**Document segment**
☆ ☆ ☆
A 69-year-old Dutch woman, confirmed to have the virus, has died; her Dutch husband and a German woman were also among the fatalities. Their cases are being investigated.
The UN health agency has said the outbreak is not the start of a pandemic.
Maria van Kerkhove, an infectious disease epidemiologist at WHO, told a news briefing that the situation is not the same as six years ago with Covid-19 because hantavirus spreads through “close, intimate contact”.
Van Kerkhove said “this is not Covid, this is not influenza, it spreads very, very differently”. She said authorities had asked “everyone to wear a mask” on board the MV Hondius.
Those in contact with or caring for suspected cases, she added, should “wear a higher level of personal protective equipment”.
☆ ☆ ☆
**Data section**
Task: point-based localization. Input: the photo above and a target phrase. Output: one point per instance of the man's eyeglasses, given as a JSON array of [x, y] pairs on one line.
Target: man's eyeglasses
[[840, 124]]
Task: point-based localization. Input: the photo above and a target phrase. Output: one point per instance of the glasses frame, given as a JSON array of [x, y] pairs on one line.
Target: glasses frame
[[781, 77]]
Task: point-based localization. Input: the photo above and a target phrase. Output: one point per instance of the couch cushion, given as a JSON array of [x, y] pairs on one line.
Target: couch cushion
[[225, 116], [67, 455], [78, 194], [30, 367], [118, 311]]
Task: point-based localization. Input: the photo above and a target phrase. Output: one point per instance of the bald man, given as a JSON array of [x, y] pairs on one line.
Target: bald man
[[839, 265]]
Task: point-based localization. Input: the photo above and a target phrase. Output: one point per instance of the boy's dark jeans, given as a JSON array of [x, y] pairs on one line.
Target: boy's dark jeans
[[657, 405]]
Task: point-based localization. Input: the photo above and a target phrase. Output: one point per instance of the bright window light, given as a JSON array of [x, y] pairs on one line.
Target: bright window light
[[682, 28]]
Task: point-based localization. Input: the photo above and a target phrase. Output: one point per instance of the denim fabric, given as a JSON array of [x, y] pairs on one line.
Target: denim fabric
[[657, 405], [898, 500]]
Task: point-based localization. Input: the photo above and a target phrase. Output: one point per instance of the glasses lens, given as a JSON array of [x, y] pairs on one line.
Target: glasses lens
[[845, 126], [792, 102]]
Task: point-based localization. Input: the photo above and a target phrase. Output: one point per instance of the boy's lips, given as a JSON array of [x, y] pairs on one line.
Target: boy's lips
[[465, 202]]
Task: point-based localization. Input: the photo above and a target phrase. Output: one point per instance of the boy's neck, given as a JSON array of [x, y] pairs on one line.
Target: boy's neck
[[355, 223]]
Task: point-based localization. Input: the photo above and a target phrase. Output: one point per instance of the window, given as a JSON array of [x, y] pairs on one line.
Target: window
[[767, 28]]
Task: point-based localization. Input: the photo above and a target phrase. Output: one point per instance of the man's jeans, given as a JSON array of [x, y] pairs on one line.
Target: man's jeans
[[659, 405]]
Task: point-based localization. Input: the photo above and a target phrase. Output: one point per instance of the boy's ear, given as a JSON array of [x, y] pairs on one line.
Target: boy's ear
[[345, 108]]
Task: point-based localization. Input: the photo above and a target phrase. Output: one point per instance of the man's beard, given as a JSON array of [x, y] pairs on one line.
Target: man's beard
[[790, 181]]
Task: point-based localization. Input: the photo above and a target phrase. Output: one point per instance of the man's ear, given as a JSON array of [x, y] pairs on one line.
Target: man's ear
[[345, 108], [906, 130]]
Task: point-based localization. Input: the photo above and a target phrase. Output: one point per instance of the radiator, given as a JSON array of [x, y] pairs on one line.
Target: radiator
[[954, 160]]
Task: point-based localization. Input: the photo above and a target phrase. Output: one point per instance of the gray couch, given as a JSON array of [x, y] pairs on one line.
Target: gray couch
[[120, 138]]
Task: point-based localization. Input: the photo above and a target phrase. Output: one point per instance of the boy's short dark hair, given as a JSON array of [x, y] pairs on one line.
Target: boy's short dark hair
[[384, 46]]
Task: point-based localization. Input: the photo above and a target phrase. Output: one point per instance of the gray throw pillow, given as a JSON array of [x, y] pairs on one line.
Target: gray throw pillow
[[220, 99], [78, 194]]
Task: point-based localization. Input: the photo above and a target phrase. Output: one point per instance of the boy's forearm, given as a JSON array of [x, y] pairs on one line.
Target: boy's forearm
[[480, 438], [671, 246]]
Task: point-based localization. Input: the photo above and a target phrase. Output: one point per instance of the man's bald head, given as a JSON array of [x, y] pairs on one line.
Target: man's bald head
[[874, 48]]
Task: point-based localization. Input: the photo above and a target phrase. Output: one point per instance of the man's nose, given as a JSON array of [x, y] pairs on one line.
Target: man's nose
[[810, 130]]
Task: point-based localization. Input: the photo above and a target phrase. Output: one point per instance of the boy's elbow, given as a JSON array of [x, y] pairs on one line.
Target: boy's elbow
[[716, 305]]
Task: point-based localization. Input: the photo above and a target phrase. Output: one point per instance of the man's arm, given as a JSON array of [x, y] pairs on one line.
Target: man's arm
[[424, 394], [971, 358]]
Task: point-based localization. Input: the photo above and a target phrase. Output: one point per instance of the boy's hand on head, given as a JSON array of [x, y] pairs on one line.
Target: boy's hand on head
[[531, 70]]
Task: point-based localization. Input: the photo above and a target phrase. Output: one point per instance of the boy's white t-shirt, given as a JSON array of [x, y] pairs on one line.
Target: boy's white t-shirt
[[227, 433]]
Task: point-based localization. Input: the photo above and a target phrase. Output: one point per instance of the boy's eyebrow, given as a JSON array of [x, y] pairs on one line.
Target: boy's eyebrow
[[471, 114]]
☆ ☆ ☆
**Your tasks**
A) Please list every phrase that the hantavirus outbreak report puts inside quotation marks.
B) Extend the hantavirus outbreak report with a few more sentences, picking up after its last one.

**Written responses**
A)
- "close, intimate contact"
- "this is not Covid, this is not influenza, it spreads very, very differently"
- "everyone to wear a mask"
- "wear a higher level of personal protective equipment"

B)
Hantavirus typically spreads from rodents - but in the latest outbreak the transmission between people was documented for the first time, the WHO said.
Meanwhile, health authorities are racing to trace dozens of people who have recently disembarked from the Dutch vessel MV Hondius.
Oceanwide Expedition said 29 passengers, of at least 12 different nationalities, had left the MV Hondius in St Helena, the British Overseas Territory.
It also said the body of one deceased person—now known to be a Dutch man - was taken off the vessel.
Seven of those who left the cruise liner were British nationals.